Stored records:
··········
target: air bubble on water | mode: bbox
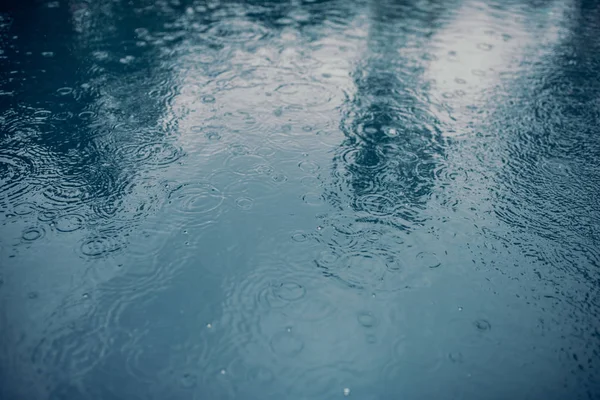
[316,226,323,231]
[458,306,463,311]
[82,293,89,299]
[220,369,226,375]
[343,388,350,396]
[207,323,212,329]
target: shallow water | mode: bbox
[1,0,599,399]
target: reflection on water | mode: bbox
[1,0,599,399]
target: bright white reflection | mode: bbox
[422,0,574,136]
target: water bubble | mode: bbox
[79,234,123,259]
[168,182,224,215]
[22,227,45,242]
[235,197,254,210]
[343,388,351,396]
[474,319,491,331]
[363,230,382,242]
[416,252,441,269]
[385,127,398,137]
[13,202,36,216]
[357,311,377,328]
[205,131,221,141]
[54,214,85,233]
[78,111,96,120]
[316,250,339,267]
[56,87,73,96]
[271,173,287,183]
[354,194,399,217]
[180,372,197,389]
[331,252,387,290]
[298,160,320,174]
[302,192,324,206]
[291,232,308,242]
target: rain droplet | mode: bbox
[474,319,491,331]
[357,311,377,328]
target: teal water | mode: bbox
[1,0,599,399]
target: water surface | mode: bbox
[1,0,599,399]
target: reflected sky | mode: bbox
[1,0,599,399]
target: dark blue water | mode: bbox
[1,0,599,399]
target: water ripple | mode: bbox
[0,151,36,203]
[205,19,268,44]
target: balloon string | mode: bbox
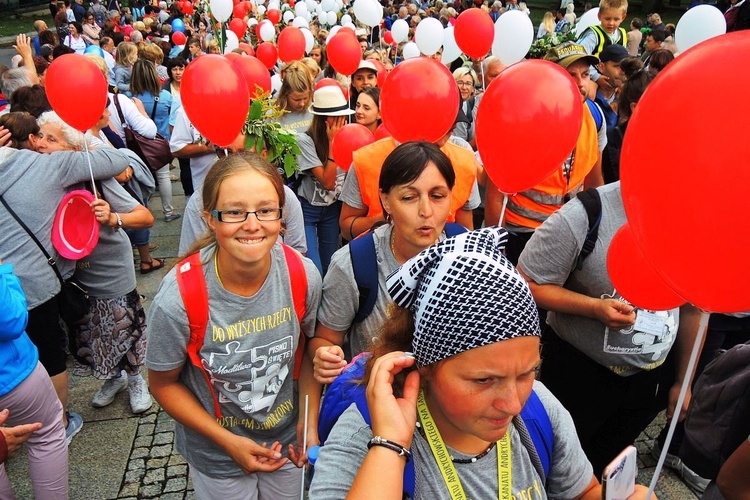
[299,394,309,500]
[83,140,98,200]
[499,192,508,226]
[646,311,709,499]
[481,61,486,92]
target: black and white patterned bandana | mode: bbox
[386,226,541,367]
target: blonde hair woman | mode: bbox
[275,61,315,135]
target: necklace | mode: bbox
[415,421,497,464]
[389,230,400,263]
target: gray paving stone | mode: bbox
[147,457,169,469]
[156,420,175,433]
[169,454,188,466]
[127,458,145,471]
[131,447,149,459]
[118,483,139,498]
[165,477,188,492]
[168,464,189,478]
[134,435,153,448]
[140,413,157,424]
[161,493,186,500]
[139,483,164,498]
[125,468,145,484]
[137,423,156,437]
[150,444,173,458]
[154,431,175,445]
[143,467,166,485]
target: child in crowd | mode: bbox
[576,0,629,89]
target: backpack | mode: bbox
[575,187,602,270]
[90,3,107,26]
[175,245,308,419]
[349,223,467,323]
[680,341,750,480]
[318,354,555,497]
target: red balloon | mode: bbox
[233,3,246,19]
[232,55,272,95]
[229,18,246,39]
[267,8,282,25]
[371,59,387,88]
[383,30,393,45]
[454,8,494,59]
[374,123,391,140]
[380,58,459,143]
[183,2,194,14]
[172,31,187,45]
[255,20,265,39]
[476,60,582,194]
[338,26,356,36]
[225,52,243,61]
[331,124,376,172]
[239,42,255,56]
[315,77,348,100]
[255,42,278,69]
[620,32,750,313]
[278,26,305,62]
[326,32,361,76]
[607,224,685,311]
[181,55,249,147]
[46,54,107,131]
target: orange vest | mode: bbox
[505,106,599,230]
[351,138,478,222]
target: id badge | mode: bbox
[633,310,668,336]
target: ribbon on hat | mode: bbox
[386,227,541,367]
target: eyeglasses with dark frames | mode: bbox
[210,208,283,223]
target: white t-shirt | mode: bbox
[169,106,217,192]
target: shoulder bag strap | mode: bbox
[149,95,159,120]
[112,94,127,129]
[0,194,65,286]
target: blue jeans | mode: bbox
[299,198,341,276]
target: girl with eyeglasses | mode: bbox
[146,152,322,500]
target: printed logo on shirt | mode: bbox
[513,479,544,500]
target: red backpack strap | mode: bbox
[281,244,308,380]
[175,253,222,419]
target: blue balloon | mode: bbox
[171,18,185,33]
[84,45,105,57]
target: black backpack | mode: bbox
[575,187,603,270]
[680,341,750,480]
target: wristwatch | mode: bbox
[114,212,123,229]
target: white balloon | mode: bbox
[329,25,341,36]
[326,10,338,26]
[343,22,356,30]
[675,4,726,53]
[335,0,343,10]
[271,73,282,96]
[415,17,443,56]
[292,16,309,28]
[209,0,232,23]
[256,4,266,15]
[492,10,534,65]
[268,1,280,10]
[305,0,316,10]
[283,10,295,23]
[248,17,259,27]
[295,2,308,15]
[574,7,599,36]
[352,0,382,27]
[301,27,315,53]
[260,20,276,41]
[223,30,239,53]
[442,26,461,64]
[391,18,409,43]
[321,0,335,12]
[403,41,421,59]
[316,4,324,17]
[341,14,352,25]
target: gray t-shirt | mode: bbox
[296,133,345,207]
[74,178,138,299]
[145,243,322,477]
[276,110,313,136]
[178,185,307,256]
[340,160,482,212]
[317,224,400,357]
[0,148,130,309]
[309,381,593,499]
[518,182,680,376]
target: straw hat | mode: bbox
[309,86,355,116]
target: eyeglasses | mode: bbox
[211,208,283,223]
[456,81,474,87]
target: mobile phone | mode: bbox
[602,445,637,500]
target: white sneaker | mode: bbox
[651,441,709,494]
[92,375,127,408]
[128,375,153,414]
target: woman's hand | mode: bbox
[326,115,347,142]
[0,126,11,148]
[313,345,347,384]
[366,352,420,448]
[114,166,134,183]
[222,437,288,474]
[90,198,114,227]
[288,421,319,468]
[594,298,636,330]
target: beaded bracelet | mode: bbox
[367,436,412,462]
[348,216,361,240]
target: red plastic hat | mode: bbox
[52,190,99,260]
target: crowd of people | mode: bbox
[0,0,748,498]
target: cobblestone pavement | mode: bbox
[4,171,701,499]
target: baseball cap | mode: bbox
[544,42,599,68]
[599,44,630,63]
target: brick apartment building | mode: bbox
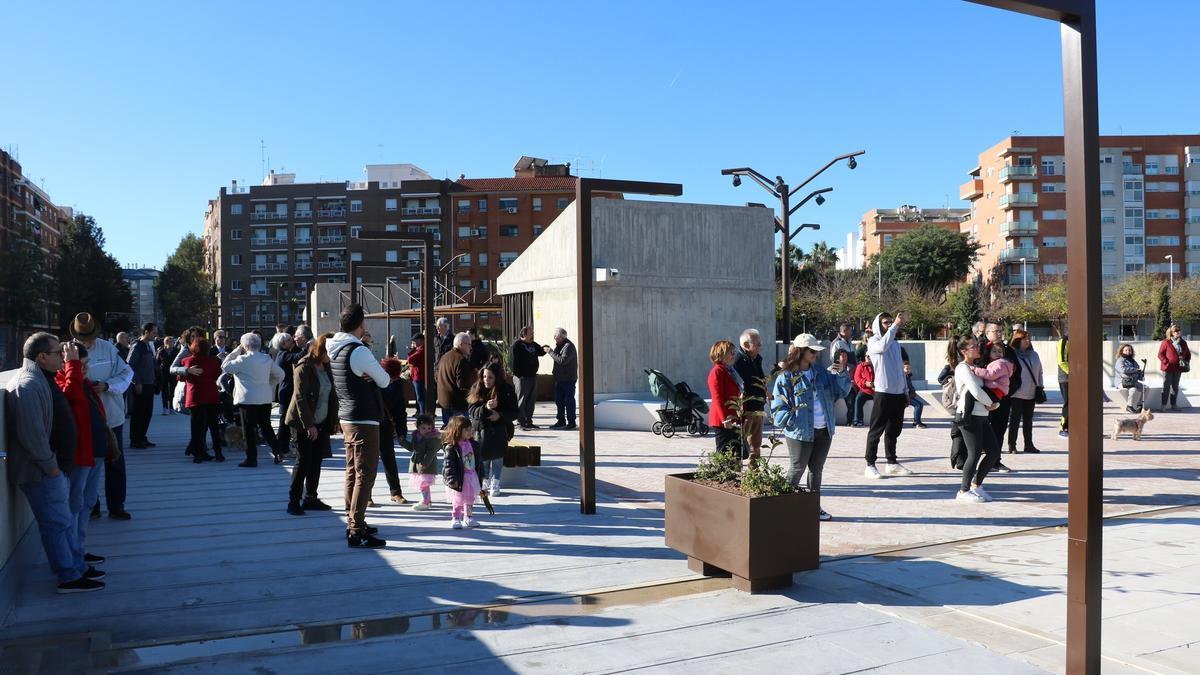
[204,156,601,337]
[960,134,1200,290]
[857,205,970,263]
[0,148,68,366]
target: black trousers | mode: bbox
[188,404,222,455]
[1162,371,1182,407]
[988,397,1012,448]
[129,387,157,444]
[160,378,176,409]
[379,418,406,497]
[1060,379,1069,431]
[239,404,277,464]
[865,392,907,465]
[714,426,741,457]
[1007,398,1036,450]
[960,414,1000,491]
[290,427,329,503]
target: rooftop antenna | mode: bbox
[260,139,267,179]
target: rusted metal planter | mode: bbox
[664,473,819,593]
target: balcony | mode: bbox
[959,178,983,201]
[295,261,313,270]
[317,235,347,245]
[999,247,1039,262]
[294,210,313,219]
[250,238,289,248]
[250,212,288,221]
[318,260,347,270]
[294,237,313,245]
[999,165,1037,182]
[317,208,346,218]
[252,262,287,272]
[250,289,269,297]
[1122,164,1142,175]
[999,193,1039,209]
[1002,273,1040,287]
[1000,221,1039,237]
[402,207,442,217]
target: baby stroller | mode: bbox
[645,368,709,438]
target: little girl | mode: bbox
[441,415,482,529]
[408,414,441,511]
[970,343,1013,403]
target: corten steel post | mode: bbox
[576,178,683,514]
[966,1,1101,672]
[350,232,437,414]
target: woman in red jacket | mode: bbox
[407,335,427,415]
[56,343,111,568]
[1158,324,1191,410]
[182,337,224,462]
[851,359,876,428]
[707,339,743,458]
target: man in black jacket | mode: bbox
[467,327,490,370]
[732,328,765,461]
[510,326,544,430]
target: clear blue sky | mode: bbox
[4,0,1198,269]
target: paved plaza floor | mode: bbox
[1,398,1197,673]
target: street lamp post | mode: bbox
[800,313,807,334]
[1021,257,1028,301]
[722,150,863,340]
[1165,254,1174,291]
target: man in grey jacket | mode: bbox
[127,322,159,449]
[544,328,578,430]
[72,312,135,520]
[863,312,914,479]
[4,333,103,593]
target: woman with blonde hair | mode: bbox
[707,339,743,457]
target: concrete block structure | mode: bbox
[497,198,776,404]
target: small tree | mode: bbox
[877,224,982,295]
[1170,278,1200,327]
[947,283,981,336]
[159,233,215,335]
[1107,274,1164,336]
[1152,284,1172,340]
[1032,277,1069,334]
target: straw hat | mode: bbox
[70,312,100,340]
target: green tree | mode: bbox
[0,221,51,338]
[947,283,981,336]
[801,241,840,272]
[54,213,132,335]
[1106,274,1164,327]
[775,242,803,285]
[1170,278,1200,325]
[877,224,981,295]
[1032,277,1069,333]
[1152,283,1172,340]
[159,233,214,335]
[895,283,948,339]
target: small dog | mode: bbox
[1111,409,1154,441]
[223,424,247,451]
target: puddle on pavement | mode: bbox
[101,577,731,669]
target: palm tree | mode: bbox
[806,241,840,271]
[776,243,804,282]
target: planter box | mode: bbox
[664,472,819,592]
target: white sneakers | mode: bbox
[865,463,915,479]
[972,485,993,502]
[412,502,431,511]
[490,480,501,497]
[451,516,481,528]
[450,519,463,529]
[465,517,480,528]
[956,489,985,503]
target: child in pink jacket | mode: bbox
[970,342,1013,403]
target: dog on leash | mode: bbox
[223,424,247,451]
[1111,409,1154,441]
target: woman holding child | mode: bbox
[949,336,1002,503]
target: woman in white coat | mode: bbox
[951,336,1001,503]
[221,333,285,467]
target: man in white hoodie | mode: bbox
[863,312,915,479]
[327,304,390,549]
[71,313,135,520]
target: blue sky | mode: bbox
[3,0,1198,268]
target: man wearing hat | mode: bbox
[71,313,135,520]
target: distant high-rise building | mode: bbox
[123,267,162,329]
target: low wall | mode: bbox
[0,369,36,619]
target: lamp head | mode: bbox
[815,194,826,206]
[731,175,741,187]
[848,156,858,170]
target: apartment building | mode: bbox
[204,164,452,335]
[857,205,970,263]
[0,148,68,366]
[960,134,1200,290]
[123,266,163,329]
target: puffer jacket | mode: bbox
[468,385,519,462]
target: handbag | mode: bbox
[106,427,122,464]
[1179,359,1190,373]
[1034,386,1047,404]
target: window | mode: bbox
[533,225,544,237]
[500,225,519,237]
[1041,158,1056,175]
[296,201,311,213]
[478,199,488,212]
[478,279,490,291]
[1158,182,1180,192]
[1041,183,1066,193]
[230,204,243,215]
[478,253,488,266]
[1043,209,1066,220]
[231,279,242,291]
[1124,207,1144,230]
[385,224,397,232]
[231,229,242,240]
[350,200,363,212]
[1017,156,1033,167]
[557,197,569,209]
[460,254,471,267]
[882,234,893,246]
[230,254,242,266]
[1125,263,1144,273]
[385,198,397,211]
[1189,263,1200,275]
[1125,236,1144,256]
[458,226,472,238]
[232,304,244,316]
[1042,264,1067,275]
[498,198,518,213]
[1101,209,1116,224]
[1042,237,1066,248]
[385,250,398,263]
[1146,236,1180,247]
[499,252,518,267]
[1100,181,1114,196]
[458,199,470,214]
[350,252,363,262]
[1187,236,1200,251]
[1123,178,1144,202]
[532,197,542,211]
[350,225,362,239]
[1102,238,1116,251]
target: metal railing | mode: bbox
[999,193,1039,207]
[317,235,347,245]
[295,261,313,270]
[250,238,289,248]
[1003,273,1040,286]
[318,260,347,270]
[294,237,312,245]
[402,207,442,216]
[1122,164,1143,174]
[250,212,288,221]
[294,210,313,219]
[1000,165,1037,180]
[999,247,1040,262]
[1000,221,1039,236]
[317,208,346,218]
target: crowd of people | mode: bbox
[3,305,582,592]
[705,313,1196,515]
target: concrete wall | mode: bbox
[498,198,776,397]
[308,283,405,361]
[0,369,36,619]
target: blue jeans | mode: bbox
[102,425,126,512]
[413,380,426,415]
[909,397,925,424]
[21,473,86,583]
[844,387,858,425]
[481,457,504,483]
[67,463,103,560]
[554,380,576,425]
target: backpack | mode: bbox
[941,375,958,411]
[1007,352,1023,397]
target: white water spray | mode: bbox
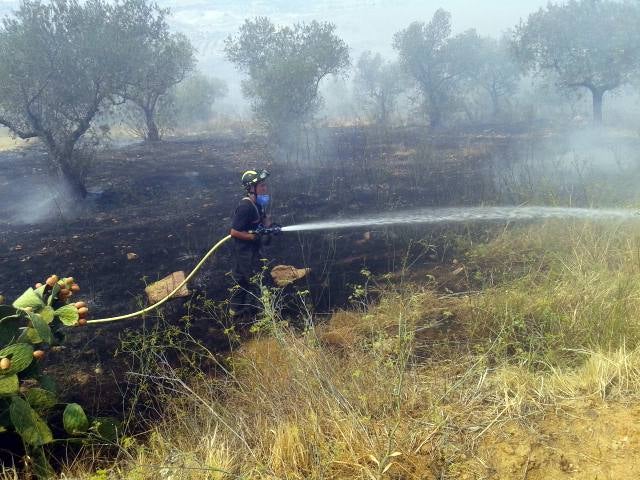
[281,206,640,232]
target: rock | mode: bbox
[145,271,190,304]
[126,252,138,260]
[452,266,465,276]
[270,265,311,287]
[355,231,372,245]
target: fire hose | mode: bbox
[87,224,283,325]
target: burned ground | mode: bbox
[1,125,638,418]
[0,126,509,315]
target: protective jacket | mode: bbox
[229,197,265,316]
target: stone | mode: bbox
[270,265,310,287]
[145,271,190,304]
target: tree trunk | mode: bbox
[55,155,87,200]
[428,93,443,129]
[490,90,500,119]
[591,88,604,124]
[429,104,442,128]
[61,168,88,200]
[144,108,161,142]
[378,94,388,126]
[46,143,88,200]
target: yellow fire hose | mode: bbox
[87,235,232,325]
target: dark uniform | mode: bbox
[229,197,265,316]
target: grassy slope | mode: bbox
[75,221,640,478]
[6,219,640,479]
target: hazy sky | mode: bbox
[0,0,551,106]
[0,0,550,62]
[157,1,550,70]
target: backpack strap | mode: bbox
[242,197,261,220]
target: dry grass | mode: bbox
[465,220,640,365]
[0,129,28,151]
[12,219,640,479]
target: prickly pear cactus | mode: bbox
[63,403,89,435]
[0,374,18,396]
[0,275,101,479]
[0,343,34,375]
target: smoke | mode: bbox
[0,157,80,225]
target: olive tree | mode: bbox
[123,29,195,141]
[513,0,640,123]
[0,0,171,199]
[393,9,461,128]
[173,73,228,127]
[448,31,521,119]
[225,17,350,142]
[354,51,407,125]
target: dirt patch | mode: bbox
[477,402,640,479]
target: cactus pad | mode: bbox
[54,305,79,326]
[17,327,43,344]
[9,396,53,446]
[25,388,57,413]
[0,305,19,321]
[0,343,34,376]
[39,306,54,324]
[28,313,52,345]
[12,288,45,310]
[0,374,18,395]
[0,317,21,345]
[36,375,57,394]
[63,403,89,435]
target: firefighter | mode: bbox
[228,169,271,319]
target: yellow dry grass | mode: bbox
[14,219,640,479]
[0,129,28,151]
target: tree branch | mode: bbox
[68,96,101,147]
[0,116,38,139]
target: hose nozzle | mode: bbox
[253,223,282,236]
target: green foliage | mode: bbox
[512,0,640,122]
[9,396,53,446]
[25,388,57,413]
[354,51,407,125]
[121,9,196,142]
[89,469,110,480]
[394,10,522,125]
[225,17,349,140]
[90,417,120,443]
[63,403,89,435]
[0,343,34,375]
[29,313,52,344]
[0,316,21,345]
[0,374,18,395]
[54,304,80,326]
[13,288,45,310]
[393,9,458,127]
[447,31,521,120]
[173,73,228,127]
[0,277,109,479]
[0,0,184,196]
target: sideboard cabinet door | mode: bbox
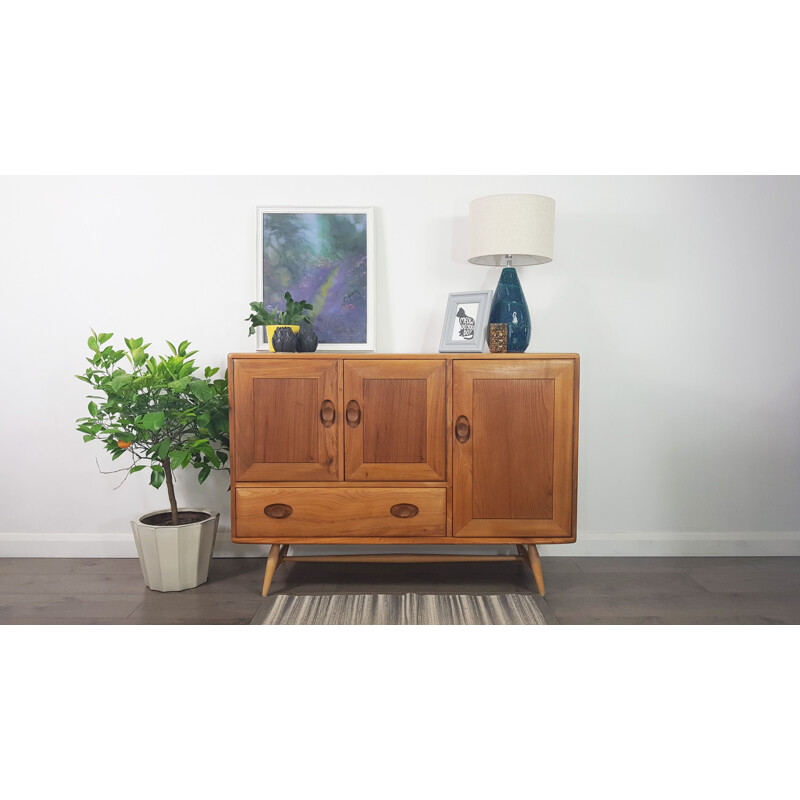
[232,358,340,481]
[344,359,446,481]
[452,358,578,538]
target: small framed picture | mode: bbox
[438,290,493,353]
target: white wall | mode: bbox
[1,176,799,556]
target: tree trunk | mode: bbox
[162,459,179,526]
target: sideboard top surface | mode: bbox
[228,352,580,360]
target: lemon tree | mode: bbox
[76,331,229,525]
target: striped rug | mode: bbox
[253,593,552,625]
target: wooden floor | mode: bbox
[1,555,800,624]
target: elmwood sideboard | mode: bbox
[228,353,579,596]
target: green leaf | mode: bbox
[140,411,165,431]
[157,439,171,460]
[196,443,220,466]
[198,465,211,484]
[131,347,146,366]
[188,380,214,401]
[88,335,99,352]
[109,374,133,392]
[179,361,195,379]
[130,465,146,473]
[168,376,191,393]
[149,468,165,489]
[88,401,99,417]
[83,434,95,442]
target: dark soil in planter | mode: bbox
[140,511,211,527]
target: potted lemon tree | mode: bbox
[76,331,229,591]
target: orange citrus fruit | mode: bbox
[117,439,132,449]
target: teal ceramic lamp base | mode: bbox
[487,267,531,352]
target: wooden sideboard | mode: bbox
[228,353,579,596]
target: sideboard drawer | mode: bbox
[235,488,447,538]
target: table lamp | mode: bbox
[468,193,555,352]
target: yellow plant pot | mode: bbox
[265,325,300,352]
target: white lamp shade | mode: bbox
[468,193,555,267]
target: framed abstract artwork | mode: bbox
[256,207,375,351]
[438,290,493,353]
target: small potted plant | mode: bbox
[247,291,313,352]
[76,331,229,591]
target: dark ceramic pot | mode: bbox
[271,326,297,352]
[297,327,319,353]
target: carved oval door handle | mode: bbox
[455,415,471,444]
[264,503,293,519]
[319,399,336,428]
[390,503,419,519]
[346,399,362,428]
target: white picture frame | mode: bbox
[438,290,493,353]
[256,206,375,352]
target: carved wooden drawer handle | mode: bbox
[264,503,293,519]
[319,399,336,428]
[346,399,361,428]
[455,415,471,444]
[390,503,419,519]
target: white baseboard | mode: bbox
[1,531,800,558]
[0,531,267,558]
[540,531,800,557]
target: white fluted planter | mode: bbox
[131,508,219,592]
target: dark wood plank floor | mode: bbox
[1,556,799,624]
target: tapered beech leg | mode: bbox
[262,544,282,597]
[527,544,546,597]
[277,545,289,566]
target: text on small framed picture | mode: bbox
[439,290,493,353]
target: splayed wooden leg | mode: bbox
[262,544,282,597]
[527,544,546,597]
[277,545,289,566]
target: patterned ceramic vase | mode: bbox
[487,267,531,352]
[297,327,319,353]
[271,326,297,352]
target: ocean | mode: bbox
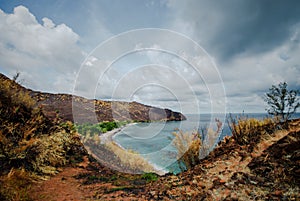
[113,113,300,174]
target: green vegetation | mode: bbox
[75,121,129,136]
[74,121,130,145]
[141,172,158,182]
[265,82,300,123]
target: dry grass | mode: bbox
[172,119,223,171]
[0,75,86,200]
[172,130,201,170]
[199,119,223,159]
[105,142,157,174]
[0,168,34,201]
[0,79,35,109]
[227,114,277,147]
[32,124,83,176]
··········
#### Task prompt
Beginning at the line that holds "target: small potted plant | mode: bbox" and ending with the last line of the entries, please set down each line exactly, leaving every picture out.

#### Problem solution
target: small potted plant | mode: bbox
[247,291,313,352]
[76,331,229,591]
target: dark ceramic pot | mode: bbox
[271,326,297,352]
[297,327,319,353]
target: carved oval door handle | mode: bbox
[455,415,471,444]
[264,503,293,519]
[319,399,336,428]
[390,503,419,519]
[346,399,362,428]
target: white picture frame | mode: bbox
[438,290,493,353]
[256,206,375,352]
target: carved wooden drawer handle | mode: bbox
[264,503,293,519]
[319,399,336,428]
[346,399,361,428]
[455,415,471,444]
[390,503,419,519]
target: white baseboard | mode: bbox
[1,531,800,558]
[0,531,267,558]
[540,531,800,557]
target: white fluted planter | mode: bbox
[131,508,219,592]
target: dark wood plank floor | mode: bbox
[1,556,799,624]
target: tapered beech leg | mode: bbox
[262,544,282,597]
[527,544,546,597]
[277,545,289,566]
target: text on small framed picture | mode: bbox
[439,290,493,353]
target: splayed wooden leg | mode: bbox
[262,544,282,597]
[527,544,546,597]
[277,545,289,566]
target: patterned ceramic vase | mode: bbox
[487,267,531,352]
[297,327,319,353]
[271,326,297,352]
target: ocean | mode: bbox
[113,113,300,174]
target: green vegetation | mode: bbox
[75,121,129,136]
[74,121,130,145]
[141,172,158,182]
[265,82,300,123]
target: dry grass | mode: bbox
[172,119,223,171]
[0,75,86,200]
[172,130,201,170]
[199,119,223,159]
[105,142,157,174]
[0,168,34,201]
[0,79,35,109]
[227,114,277,147]
[32,124,83,176]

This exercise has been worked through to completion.